━━━ Data for this exercise
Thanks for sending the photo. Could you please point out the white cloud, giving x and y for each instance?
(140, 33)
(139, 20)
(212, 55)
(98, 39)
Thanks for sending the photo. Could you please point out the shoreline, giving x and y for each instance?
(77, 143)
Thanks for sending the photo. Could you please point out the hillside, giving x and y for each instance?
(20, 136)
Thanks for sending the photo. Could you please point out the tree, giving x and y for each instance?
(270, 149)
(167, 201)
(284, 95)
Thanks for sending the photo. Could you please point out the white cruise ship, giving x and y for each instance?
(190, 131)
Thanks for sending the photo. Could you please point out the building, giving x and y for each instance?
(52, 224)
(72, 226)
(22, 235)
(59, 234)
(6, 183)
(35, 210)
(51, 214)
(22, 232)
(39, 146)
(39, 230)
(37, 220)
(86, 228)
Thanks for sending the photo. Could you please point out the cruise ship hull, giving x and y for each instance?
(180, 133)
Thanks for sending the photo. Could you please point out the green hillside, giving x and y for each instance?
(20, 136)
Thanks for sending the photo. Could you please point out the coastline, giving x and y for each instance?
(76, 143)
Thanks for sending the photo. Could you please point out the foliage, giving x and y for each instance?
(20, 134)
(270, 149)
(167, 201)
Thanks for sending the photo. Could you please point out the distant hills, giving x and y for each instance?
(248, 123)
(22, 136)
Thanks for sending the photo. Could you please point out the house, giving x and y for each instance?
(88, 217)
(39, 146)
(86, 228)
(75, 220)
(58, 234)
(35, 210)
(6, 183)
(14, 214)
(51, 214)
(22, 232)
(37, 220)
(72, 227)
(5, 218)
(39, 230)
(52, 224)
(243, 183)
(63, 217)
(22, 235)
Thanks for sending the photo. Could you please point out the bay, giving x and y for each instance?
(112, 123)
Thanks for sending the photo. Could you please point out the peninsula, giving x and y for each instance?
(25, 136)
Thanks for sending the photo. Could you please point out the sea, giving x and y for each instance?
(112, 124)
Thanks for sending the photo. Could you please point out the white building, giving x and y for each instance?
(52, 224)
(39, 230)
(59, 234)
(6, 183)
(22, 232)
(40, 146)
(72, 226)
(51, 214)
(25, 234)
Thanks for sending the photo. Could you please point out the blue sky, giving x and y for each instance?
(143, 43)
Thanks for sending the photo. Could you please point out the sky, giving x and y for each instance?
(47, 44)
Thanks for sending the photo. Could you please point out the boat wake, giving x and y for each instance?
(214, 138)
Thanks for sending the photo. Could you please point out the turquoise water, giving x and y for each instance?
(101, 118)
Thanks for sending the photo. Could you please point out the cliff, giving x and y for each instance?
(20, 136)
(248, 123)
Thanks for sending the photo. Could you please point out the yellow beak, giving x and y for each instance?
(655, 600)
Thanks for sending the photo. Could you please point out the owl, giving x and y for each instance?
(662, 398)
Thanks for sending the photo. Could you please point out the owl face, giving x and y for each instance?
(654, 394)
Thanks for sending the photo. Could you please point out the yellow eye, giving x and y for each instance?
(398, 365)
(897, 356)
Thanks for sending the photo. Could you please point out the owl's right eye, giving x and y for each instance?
━━━━━━
> **Exercise instructions**: Repeat the data in full, exactly as supplied.

> **Answer section**:
Thanks for sending the photo. Could you please point out the white cloud, giving x and y for each instance?
(140, 33)
(139, 20)
(212, 55)
(98, 39)
Thanks for sending the photo. Could you please point out the shoreline, giving x and y for each instance?
(77, 143)
Thanks for sending the photo. Could you please point out the hillside, giving x and y for each instance?
(20, 136)
Thanks for sending the photo. Could you please point out the tree, giving x and y for each instance?
(270, 149)
(167, 201)
(284, 95)
Thanks for sending the photo. Could you please point out the white cruise ship, giving x and y for each instance?
(190, 131)
Thanks for sending the photo. Could you please point out the building, giving x and y for each instance?
(52, 224)
(72, 226)
(22, 235)
(59, 234)
(6, 183)
(35, 210)
(51, 214)
(22, 232)
(39, 146)
(39, 230)
(37, 220)
(86, 228)
Thanks for sending the photo. Could you please point out the cruise ship hull, giving x and y for each instance?
(180, 133)
Thanks for sending the photo. Could you please point out the green hillside, giving x and y for each instance?
(20, 136)
Thanks for sending the photo. Could you please point out the coastline, giving x and y for each instance?
(76, 143)
Thanks for sending the photo. Could you please point out the foliage, giving x and y for each instance?
(20, 134)
(270, 149)
(167, 201)
Thanks for sending the photo. Could you please point out the distant hills, giving x and y for each instance?
(248, 123)
(22, 136)
Thanks for sending the photo. Could you please point out the house, giving x and y for each instance?
(88, 217)
(39, 146)
(86, 228)
(75, 220)
(58, 234)
(35, 210)
(6, 183)
(14, 214)
(51, 214)
(22, 232)
(37, 220)
(72, 227)
(5, 218)
(39, 230)
(52, 224)
(243, 183)
(63, 217)
(22, 235)
Thanks for sending the photo. Could you please point out the bay, giving x and y for each instance?
(112, 123)
Thanks for sending the photo. Could you please point out the peninsula, giving x and y for each instance?
(25, 136)
Thanks for sending the photo. Could you please point out the sea, giving x and y for each instance?
(112, 124)
Thanks for sending the photo. Could you please point out the white building, giving x and y for each instance?
(52, 224)
(39, 230)
(59, 234)
(6, 183)
(22, 232)
(40, 146)
(72, 226)
(51, 214)
(25, 234)
Thanks for sending the photo. Could you please point out the blue sky, giving x and y for each instance?
(143, 43)
Thanks for sending the photo. Could you please point out the sky, giving x and y for each instance?
(47, 44)
Thanks for sending the photo. Could you please point out the boat wake, giving x and y for each instance?
(214, 138)
Thanks for sending the photo. Could you please point out the turquoise water, giving x and y for each instance?
(101, 118)
Thanks for sending the photo. Could you please point out the cliff, giving x and y for each instance?
(20, 136)
(248, 123)
Thanks for sending the photo. Could you please point out the yellow beak, giving x and y for each instance?
(655, 600)
Thanks for sending the photo. Could you please point out the owl, giving x and y for each instance?
(662, 398)
Thanks for sending the photo. Could you please point out the owl face, giving x and y for each instance?
(654, 394)
Thanks for sending the photo. Could you please point out the yellow eye, giving x and y for each instance?
(398, 365)
(897, 356)
Thanks for sending the photo. Could you please point out the owl's right eye, giving x and y for each instance?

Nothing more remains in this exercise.